— Your task —
Your task is to transcribe the entries exactly.

— Supplied material —
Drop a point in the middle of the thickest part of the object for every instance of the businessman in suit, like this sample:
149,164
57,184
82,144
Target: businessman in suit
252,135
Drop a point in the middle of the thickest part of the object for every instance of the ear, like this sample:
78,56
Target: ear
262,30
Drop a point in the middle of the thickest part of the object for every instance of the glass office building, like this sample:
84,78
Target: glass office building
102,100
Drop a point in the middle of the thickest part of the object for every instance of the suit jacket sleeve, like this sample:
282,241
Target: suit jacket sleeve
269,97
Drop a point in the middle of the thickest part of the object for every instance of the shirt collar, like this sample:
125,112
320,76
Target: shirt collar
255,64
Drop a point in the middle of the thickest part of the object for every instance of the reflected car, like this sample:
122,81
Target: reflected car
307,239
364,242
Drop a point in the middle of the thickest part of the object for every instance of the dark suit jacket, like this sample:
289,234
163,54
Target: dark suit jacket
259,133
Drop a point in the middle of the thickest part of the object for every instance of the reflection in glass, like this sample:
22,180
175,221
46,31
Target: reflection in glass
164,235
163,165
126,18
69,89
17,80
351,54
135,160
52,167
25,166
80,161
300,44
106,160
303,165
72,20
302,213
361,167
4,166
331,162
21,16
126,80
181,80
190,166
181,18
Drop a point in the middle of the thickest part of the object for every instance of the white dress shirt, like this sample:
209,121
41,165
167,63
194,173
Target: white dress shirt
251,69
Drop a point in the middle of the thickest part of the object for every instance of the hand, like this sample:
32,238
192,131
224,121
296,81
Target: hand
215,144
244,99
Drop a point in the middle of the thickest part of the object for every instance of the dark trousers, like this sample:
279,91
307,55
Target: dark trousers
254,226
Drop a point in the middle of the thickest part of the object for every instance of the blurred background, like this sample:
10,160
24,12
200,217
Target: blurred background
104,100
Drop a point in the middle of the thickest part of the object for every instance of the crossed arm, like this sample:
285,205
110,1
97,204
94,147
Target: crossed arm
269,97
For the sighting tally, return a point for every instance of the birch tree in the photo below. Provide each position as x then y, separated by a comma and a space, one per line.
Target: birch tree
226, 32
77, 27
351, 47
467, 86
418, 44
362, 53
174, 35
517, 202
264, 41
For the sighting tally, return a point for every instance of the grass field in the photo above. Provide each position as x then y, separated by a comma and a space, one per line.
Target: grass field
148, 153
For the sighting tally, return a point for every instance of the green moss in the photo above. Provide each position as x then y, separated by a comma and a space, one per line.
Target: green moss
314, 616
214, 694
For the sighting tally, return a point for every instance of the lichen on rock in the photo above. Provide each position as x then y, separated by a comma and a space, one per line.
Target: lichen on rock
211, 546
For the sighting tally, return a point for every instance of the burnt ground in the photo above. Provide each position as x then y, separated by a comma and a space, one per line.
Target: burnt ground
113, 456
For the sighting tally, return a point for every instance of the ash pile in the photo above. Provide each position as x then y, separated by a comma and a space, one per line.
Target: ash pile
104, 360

— Result below —
Drop a point in the middle of the thickest part of the object for every instance of the businessman in suit, like this sample:
149,164
57,184
82,144
Target: businessman in suit
252,135
Drop a point in the middle of the thickest part of the object for every instance of the ear, like this sample:
78,56
Target: ear
262,30
Drop a point in the middle of the thickest part of the object for every instance of the glass office building, like this sample:
84,78
Target: glass office building
102,100
Drop a point in the middle of the thickest part of the object for every instance of the suit jacket sleeve, like this sample:
282,241
Target: suit jacket sleeve
269,97
Drop a point in the middle of the thickest part of the object for every instance of the shirt collar, like this sample:
125,112
320,76
Target: shirt collar
255,64
Drop a point in the middle of the thickest part of the object for every instance of the reflected car, like this sample:
122,81
Target: reflected car
307,239
364,242
Drop a point in the middle of the thickest part of the object for every instance of the dark suit jacket, like this sample:
289,234
163,54
Target: dark suit jacket
259,133
Drop a point in the middle of the thickest part of the object for every instance of the reflection in glass, like this sample:
22,180
175,221
46,31
Target: reflection in glass
164,235
163,165
126,18
69,89
17,80
351,54
135,160
52,167
25,166
80,161
300,44
106,160
303,165
72,20
302,213
361,167
4,166
331,162
21,16
126,80
181,80
190,166
181,18
Drop a point in the middle of the thickest part of the object for every instance of the white dress shirt, like this sample:
209,121
41,165
167,63
194,173
Target: white dress shirt
251,69
Drop a point in the middle of the thickest part of the object for every instance of the hand, like this sample:
32,238
192,131
224,121
296,81
Target: hand
215,144
244,99
Drop a point in the middle of the thickest part of the object for every instance of the dark trousers, like this sample:
279,91
307,55
Target: dark trousers
254,226
Drop a point in the middle of the thickest part of the object for every instance of the blurred background, like this sample:
10,160
24,12
200,217
Target: blurred background
104,100
Drop a point in the middle of the thickest part of the object for every instance of the crossed arm, like this sample:
285,205
110,1
97,204
94,147
Target: crossed arm
269,97
For the sighting tally, return a point for every instance of the birch tree in the photo below. Provide each position as x then y, separated by a comma and a space, one per line.
Target: birch tree
226, 32
77, 27
351, 47
467, 86
418, 44
362, 53
174, 35
517, 202
264, 41
For the sighting tally, return a point for every instance of the grass field in the photo above. Provide each position as x then y, separated by a comma and a space, one per line.
Target: grass field
148, 153
For the sighting tally, return a point for every instance of the green moss in the photo above. Provide each position as x then y, separated by a comma and a space, one per line.
Target: green moss
314, 616
214, 694
For the sighting tally, return a point for every instance of the lichen on rock in the photo above. Provide each position as x then y, separated by a comma and a space, one per line.
Target: lichen on rock
211, 546
For the sighting tally, return a point for every instance of the burnt ground in the photo above. Provide each position as x then y, separated by a comma and a space, one per line.
Target: burnt ground
113, 456
For the sighting tally, return a point for every instance of the ash pile in the photo above. Provide each position as x then y, separated by a comma and a space, one per line.
Target: ash pile
104, 360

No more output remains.